▶ _EXTRACTED MATERIAL_:
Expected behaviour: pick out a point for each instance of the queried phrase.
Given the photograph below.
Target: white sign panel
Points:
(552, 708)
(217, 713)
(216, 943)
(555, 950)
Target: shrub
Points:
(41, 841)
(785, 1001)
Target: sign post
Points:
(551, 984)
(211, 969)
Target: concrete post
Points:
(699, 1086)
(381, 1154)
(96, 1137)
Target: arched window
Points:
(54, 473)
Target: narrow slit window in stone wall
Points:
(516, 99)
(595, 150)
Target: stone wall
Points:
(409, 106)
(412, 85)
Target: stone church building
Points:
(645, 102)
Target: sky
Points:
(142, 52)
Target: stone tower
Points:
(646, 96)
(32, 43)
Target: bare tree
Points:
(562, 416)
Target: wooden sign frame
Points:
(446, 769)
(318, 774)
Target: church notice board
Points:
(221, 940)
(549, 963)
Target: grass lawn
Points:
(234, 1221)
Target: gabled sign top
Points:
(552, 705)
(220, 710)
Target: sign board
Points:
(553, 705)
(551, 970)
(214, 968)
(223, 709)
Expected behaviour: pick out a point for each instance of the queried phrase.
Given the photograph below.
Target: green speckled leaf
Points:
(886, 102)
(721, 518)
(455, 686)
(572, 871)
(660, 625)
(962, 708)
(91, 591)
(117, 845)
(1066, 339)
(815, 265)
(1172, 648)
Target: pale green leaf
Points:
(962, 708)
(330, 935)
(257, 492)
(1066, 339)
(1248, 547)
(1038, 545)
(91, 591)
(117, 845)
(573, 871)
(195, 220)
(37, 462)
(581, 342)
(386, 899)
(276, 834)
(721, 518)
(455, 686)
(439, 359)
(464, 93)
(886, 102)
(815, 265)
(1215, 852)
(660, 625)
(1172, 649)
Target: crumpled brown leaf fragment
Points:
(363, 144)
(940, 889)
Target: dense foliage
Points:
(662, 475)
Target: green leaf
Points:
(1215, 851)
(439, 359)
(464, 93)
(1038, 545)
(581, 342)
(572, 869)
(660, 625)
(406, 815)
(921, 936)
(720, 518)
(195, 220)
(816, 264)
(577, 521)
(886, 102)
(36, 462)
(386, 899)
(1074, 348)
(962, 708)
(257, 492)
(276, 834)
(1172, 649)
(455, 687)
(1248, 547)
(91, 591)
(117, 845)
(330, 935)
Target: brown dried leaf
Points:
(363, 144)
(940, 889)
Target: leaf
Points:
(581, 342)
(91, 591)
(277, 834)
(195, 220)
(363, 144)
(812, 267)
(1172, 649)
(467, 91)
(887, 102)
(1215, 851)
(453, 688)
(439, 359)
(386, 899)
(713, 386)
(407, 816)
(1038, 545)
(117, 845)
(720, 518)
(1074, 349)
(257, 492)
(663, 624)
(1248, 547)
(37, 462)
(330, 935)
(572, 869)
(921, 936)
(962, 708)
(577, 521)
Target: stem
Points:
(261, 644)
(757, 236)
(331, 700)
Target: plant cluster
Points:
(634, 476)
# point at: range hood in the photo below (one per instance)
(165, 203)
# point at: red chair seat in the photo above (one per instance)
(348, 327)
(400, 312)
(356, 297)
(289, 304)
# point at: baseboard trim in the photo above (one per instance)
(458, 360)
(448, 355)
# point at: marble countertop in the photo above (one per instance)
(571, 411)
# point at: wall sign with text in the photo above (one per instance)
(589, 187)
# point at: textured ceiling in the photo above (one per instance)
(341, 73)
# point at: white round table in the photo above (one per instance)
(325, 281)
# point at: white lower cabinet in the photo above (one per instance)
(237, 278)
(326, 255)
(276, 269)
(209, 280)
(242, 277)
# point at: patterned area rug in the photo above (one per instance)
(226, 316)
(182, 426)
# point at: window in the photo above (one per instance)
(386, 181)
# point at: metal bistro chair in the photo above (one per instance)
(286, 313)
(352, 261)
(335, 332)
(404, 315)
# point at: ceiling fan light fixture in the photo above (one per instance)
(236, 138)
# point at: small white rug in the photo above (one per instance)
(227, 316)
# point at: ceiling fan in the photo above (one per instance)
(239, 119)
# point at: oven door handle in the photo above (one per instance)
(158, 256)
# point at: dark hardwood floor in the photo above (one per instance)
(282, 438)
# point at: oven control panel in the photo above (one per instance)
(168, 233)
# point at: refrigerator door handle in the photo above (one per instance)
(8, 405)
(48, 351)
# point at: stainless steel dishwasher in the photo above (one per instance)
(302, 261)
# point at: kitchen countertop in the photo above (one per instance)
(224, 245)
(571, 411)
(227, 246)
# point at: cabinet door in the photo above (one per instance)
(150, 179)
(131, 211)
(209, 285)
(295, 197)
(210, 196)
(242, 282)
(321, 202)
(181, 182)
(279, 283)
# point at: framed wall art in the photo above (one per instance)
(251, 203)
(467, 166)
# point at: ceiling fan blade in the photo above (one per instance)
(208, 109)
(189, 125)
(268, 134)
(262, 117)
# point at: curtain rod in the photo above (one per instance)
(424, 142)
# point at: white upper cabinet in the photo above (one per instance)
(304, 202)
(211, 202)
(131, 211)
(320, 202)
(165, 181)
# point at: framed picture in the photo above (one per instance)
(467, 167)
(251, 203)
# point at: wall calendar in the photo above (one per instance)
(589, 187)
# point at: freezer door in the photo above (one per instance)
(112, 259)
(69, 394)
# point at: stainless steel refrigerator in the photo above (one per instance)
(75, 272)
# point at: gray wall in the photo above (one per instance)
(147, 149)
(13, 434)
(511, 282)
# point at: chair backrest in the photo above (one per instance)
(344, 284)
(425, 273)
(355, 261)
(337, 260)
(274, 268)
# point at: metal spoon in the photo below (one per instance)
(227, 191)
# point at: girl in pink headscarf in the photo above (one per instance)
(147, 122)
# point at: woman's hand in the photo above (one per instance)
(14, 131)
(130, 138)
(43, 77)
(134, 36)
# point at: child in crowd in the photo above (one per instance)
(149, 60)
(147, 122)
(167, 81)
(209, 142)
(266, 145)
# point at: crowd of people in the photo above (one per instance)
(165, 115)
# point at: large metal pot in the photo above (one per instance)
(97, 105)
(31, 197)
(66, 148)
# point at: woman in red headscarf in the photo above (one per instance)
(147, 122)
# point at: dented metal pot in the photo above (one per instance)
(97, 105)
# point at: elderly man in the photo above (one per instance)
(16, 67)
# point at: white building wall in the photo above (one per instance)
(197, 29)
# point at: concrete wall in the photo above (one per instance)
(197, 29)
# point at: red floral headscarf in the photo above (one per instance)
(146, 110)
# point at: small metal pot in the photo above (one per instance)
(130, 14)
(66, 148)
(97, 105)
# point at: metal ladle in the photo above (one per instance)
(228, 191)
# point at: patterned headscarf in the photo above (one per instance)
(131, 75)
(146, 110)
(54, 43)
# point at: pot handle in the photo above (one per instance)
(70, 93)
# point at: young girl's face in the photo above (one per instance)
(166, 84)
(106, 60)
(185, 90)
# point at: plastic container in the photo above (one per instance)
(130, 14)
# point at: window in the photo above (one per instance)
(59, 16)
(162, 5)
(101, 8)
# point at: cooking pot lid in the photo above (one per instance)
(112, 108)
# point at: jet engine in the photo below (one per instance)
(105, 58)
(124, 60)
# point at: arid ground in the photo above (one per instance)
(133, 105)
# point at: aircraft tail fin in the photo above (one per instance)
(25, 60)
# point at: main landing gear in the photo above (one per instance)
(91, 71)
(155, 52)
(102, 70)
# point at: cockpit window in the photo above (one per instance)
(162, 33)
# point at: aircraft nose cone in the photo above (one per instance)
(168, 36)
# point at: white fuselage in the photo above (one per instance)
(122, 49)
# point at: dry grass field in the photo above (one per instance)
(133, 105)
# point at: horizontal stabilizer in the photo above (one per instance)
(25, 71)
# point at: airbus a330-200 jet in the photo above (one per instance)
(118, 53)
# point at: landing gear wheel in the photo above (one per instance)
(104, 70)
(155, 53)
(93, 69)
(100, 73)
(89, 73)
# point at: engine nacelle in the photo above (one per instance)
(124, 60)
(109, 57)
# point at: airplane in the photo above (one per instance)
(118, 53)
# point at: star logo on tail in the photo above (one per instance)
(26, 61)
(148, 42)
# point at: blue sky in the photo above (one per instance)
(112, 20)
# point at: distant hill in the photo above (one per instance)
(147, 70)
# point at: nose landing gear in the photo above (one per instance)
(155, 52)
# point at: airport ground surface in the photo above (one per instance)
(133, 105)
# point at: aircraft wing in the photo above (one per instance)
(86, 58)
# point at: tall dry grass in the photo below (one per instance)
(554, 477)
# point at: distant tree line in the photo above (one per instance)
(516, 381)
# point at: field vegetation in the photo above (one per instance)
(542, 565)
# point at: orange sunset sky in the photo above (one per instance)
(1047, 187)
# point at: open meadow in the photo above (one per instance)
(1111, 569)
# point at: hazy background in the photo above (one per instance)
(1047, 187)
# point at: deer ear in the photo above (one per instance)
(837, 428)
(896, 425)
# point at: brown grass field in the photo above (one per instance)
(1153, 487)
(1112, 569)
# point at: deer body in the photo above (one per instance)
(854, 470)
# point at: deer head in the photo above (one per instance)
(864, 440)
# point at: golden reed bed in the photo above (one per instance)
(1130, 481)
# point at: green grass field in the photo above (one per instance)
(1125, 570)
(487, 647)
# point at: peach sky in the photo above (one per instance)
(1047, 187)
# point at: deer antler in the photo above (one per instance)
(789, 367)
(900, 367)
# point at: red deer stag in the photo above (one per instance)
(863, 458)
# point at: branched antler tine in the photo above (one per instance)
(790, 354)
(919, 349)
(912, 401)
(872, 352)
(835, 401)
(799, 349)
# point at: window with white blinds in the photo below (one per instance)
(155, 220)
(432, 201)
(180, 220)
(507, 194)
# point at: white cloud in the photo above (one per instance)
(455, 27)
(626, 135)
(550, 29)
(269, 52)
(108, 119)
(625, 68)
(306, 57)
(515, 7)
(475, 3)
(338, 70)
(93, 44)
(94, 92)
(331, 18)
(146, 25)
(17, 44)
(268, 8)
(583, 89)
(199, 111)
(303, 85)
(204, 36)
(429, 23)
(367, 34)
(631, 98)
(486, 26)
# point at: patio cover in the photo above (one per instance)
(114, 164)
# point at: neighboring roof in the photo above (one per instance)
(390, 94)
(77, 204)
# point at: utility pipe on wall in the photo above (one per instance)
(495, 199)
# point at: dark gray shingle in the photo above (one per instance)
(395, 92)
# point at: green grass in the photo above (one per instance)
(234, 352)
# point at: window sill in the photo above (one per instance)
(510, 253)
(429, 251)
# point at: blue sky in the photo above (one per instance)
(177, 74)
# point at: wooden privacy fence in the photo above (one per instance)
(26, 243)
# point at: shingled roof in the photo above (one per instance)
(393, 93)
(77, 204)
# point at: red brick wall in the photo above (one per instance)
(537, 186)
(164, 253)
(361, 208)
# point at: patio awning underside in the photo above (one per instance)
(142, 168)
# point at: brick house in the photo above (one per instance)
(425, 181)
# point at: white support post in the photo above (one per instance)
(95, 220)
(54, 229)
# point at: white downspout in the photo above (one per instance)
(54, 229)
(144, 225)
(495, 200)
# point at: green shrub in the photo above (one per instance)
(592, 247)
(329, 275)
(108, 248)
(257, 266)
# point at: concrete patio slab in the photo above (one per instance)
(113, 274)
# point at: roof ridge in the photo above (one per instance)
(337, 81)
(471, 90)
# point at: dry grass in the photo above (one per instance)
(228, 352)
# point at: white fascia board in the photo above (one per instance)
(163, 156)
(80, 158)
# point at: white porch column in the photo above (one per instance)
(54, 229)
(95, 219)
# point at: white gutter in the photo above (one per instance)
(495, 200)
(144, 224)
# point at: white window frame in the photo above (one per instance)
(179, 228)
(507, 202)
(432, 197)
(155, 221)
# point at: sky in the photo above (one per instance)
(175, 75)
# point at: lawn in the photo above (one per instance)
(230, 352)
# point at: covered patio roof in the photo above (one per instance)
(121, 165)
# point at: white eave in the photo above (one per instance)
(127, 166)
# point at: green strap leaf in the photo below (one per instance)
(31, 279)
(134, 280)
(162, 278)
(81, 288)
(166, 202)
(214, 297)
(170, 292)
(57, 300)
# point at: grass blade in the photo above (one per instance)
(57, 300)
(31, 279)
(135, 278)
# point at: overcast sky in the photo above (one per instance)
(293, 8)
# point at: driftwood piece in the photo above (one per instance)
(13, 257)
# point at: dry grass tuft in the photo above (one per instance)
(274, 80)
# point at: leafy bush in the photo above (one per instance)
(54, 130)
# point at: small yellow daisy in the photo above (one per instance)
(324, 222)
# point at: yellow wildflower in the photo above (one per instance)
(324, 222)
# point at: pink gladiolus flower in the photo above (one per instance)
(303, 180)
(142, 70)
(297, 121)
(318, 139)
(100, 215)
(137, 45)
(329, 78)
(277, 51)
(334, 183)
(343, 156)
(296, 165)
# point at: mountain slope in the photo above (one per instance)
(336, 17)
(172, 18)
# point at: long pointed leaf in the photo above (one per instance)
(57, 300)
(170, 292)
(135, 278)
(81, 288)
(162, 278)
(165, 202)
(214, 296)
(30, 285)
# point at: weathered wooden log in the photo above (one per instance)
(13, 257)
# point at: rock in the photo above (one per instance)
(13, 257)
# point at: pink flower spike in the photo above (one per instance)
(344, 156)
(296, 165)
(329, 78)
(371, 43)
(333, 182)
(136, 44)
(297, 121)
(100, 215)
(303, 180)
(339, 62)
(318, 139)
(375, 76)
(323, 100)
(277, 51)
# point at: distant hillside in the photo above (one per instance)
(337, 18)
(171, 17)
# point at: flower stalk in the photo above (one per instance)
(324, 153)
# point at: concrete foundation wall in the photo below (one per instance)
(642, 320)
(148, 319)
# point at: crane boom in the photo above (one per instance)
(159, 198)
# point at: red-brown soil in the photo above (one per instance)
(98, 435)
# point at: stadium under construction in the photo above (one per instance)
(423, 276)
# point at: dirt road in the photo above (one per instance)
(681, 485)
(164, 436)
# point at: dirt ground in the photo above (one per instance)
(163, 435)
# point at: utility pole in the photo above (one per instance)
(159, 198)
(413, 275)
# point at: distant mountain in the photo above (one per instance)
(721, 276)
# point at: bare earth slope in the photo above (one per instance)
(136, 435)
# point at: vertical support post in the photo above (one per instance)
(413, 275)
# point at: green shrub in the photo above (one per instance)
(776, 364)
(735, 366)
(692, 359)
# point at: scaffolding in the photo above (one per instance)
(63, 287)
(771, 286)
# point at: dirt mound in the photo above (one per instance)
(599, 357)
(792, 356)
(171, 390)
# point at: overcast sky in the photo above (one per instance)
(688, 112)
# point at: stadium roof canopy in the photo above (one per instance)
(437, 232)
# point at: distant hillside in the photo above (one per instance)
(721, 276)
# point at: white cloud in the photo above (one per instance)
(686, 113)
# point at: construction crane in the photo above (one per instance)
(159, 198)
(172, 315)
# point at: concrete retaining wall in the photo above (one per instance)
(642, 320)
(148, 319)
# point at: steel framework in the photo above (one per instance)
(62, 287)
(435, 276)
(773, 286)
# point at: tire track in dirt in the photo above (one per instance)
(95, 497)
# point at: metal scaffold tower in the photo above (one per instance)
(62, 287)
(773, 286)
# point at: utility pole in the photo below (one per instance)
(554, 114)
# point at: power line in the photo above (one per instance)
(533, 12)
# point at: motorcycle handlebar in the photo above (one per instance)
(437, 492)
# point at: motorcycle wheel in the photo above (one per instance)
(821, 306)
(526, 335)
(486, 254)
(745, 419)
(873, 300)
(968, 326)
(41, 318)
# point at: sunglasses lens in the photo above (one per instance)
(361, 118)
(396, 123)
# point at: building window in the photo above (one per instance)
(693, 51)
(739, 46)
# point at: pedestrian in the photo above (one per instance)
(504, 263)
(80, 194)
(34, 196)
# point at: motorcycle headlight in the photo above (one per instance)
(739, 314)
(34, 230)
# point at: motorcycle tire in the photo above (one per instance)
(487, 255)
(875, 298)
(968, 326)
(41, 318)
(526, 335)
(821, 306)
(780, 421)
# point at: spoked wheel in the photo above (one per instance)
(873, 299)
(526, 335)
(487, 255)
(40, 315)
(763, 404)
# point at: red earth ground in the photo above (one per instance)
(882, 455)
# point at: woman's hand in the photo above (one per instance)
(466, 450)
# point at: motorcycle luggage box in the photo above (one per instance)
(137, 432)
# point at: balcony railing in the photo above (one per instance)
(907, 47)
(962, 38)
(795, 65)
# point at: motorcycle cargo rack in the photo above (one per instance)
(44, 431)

▶ _DIRECTIONS_: Output nothing but the lines from the one with "# point at: construction" through the last line above, each exactly as it stands.

▶ _ANSWER SECTION_:
# point at: construction crane in the photo above (one per instance)
(159, 198)
(172, 315)
# point at: concrete retaining wall in the photo above (one per instance)
(642, 320)
(148, 319)
# point at: steel framework in the photo above (one per instance)
(62, 287)
(435, 276)
(773, 286)
# point at: tire track in dirt in the photo above (one per instance)
(95, 497)
# point at: metal scaffold tower in the photo above (one per instance)
(62, 287)
(773, 286)
# point at: utility pole in the photo below (one per instance)
(554, 114)
# point at: power line in the photo above (one per instance)
(533, 12)
# point at: motorcycle handlebar in the photo above (one per instance)
(437, 492)
# point at: motorcycle wheel in the photo above (one per instance)
(821, 306)
(526, 335)
(486, 254)
(745, 419)
(873, 300)
(968, 326)
(41, 318)
# point at: sunglasses lens in the photo above (one per instance)
(361, 118)
(396, 123)
# point at: building window in the photo above (one per instance)
(693, 51)
(739, 46)
# point at: pedestrian in the photo above (one per instance)
(504, 263)
(80, 194)
(34, 196)
# point at: motorcycle headlight in the photo above (one per instance)
(739, 314)
(34, 230)
# point at: motorcycle tire in the photo above (one per instance)
(487, 255)
(875, 298)
(968, 326)
(41, 318)
(526, 335)
(821, 306)
(780, 421)
# point at: spoked wheel in the photo above (one per instance)
(873, 299)
(526, 335)
(487, 255)
(40, 315)
(763, 404)
# point at: red earth ground in the photo above (one per instance)
(882, 455)
# point at: woman's hand in the photo above (one per instance)
(466, 450)
# point at: motorcycle luggage box in the photo above (one per instance)
(137, 432)
# point at: balcony railing in the photo above (one per instance)
(907, 47)
(962, 38)
(795, 65)
# point at: motorcycle cargo rack in the photo above (one per instance)
(44, 431)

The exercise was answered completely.